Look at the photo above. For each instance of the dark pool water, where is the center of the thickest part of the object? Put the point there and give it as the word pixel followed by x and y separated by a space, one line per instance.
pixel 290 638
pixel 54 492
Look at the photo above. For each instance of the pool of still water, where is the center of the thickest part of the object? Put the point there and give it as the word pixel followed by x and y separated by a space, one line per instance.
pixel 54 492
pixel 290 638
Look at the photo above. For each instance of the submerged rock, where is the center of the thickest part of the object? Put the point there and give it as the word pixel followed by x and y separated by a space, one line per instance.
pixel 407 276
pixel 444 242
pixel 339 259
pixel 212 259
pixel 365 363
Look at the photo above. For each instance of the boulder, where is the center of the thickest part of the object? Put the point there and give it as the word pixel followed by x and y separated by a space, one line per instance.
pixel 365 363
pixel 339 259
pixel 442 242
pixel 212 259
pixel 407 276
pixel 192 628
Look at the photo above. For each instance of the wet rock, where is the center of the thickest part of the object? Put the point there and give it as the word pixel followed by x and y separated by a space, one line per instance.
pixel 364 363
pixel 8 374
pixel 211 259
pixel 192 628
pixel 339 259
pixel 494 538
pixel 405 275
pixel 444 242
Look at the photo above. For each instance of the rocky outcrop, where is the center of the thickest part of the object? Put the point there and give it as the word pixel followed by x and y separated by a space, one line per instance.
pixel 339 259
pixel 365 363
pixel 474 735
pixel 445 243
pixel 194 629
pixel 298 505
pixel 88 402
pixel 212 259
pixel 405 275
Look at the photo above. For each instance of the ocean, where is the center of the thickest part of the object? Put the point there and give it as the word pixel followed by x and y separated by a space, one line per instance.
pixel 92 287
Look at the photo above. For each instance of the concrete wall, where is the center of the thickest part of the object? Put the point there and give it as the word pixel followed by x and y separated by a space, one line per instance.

**Job**:
The records above are to be repeated exactly, in their entirety.

**Response to the exercise**:
Look at the photo above. For each instance of the dark pool water, where is the center of the thickest part of the object? Put the point there and give it as the word pixel followed by x and y separated by a space, one line per instance.
pixel 290 638
pixel 54 492
Look at the photo above. For each instance of the pool of still water, where is the center of the thickest part of the object? Put the point there and give it as the word pixel followed by x and y separated by a space, one line per instance.
pixel 54 492
pixel 290 638
Look at the photo above. For each instance of the submerged rock, where is the center of the thickest part of the object? Put the point there and give it as the word pixel followed by x and y separated by a space, one line per instance.
pixel 407 276
pixel 444 242
pixel 339 259
pixel 212 259
pixel 365 363
Look at the photo above. For each instance of the boulder, where is the center of the thickest part of the object? Put the point there and give it as the word pixel followed by x and y separated by a space, one line per instance.
pixel 365 363
pixel 339 259
pixel 442 242
pixel 212 259
pixel 407 276
pixel 192 628
Look at the photo above. For each instance of the wet rock, where is the center of the thickest part of the object? Put the point there and give it as the word pixel followed by x and y separated by a space, one line per instance.
pixel 364 363
pixel 8 374
pixel 211 259
pixel 192 628
pixel 339 259
pixel 494 538
pixel 405 275
pixel 444 242
Look at the photo above. For each instance of the rocky outcrop, where is the center of the thickest part of the object? Put the point there and give it as the word pixel followed by x and y separated by a space, one line per instance.
pixel 339 259
pixel 365 363
pixel 474 735
pixel 445 243
pixel 194 629
pixel 298 505
pixel 88 402
pixel 212 259
pixel 405 275
Look at the photo above. For each instance of the ocean, where is the center of the thickest part of the object? Put the point there and give it as the word pixel followed by x and y separated by a space, one line per instance.
pixel 92 287
Look at the photo above. For each instance of the concrete wall, where is the center of the thickest part of the object? Put the point there and give it as the word pixel followed by x and y separated by a space, one line per instance.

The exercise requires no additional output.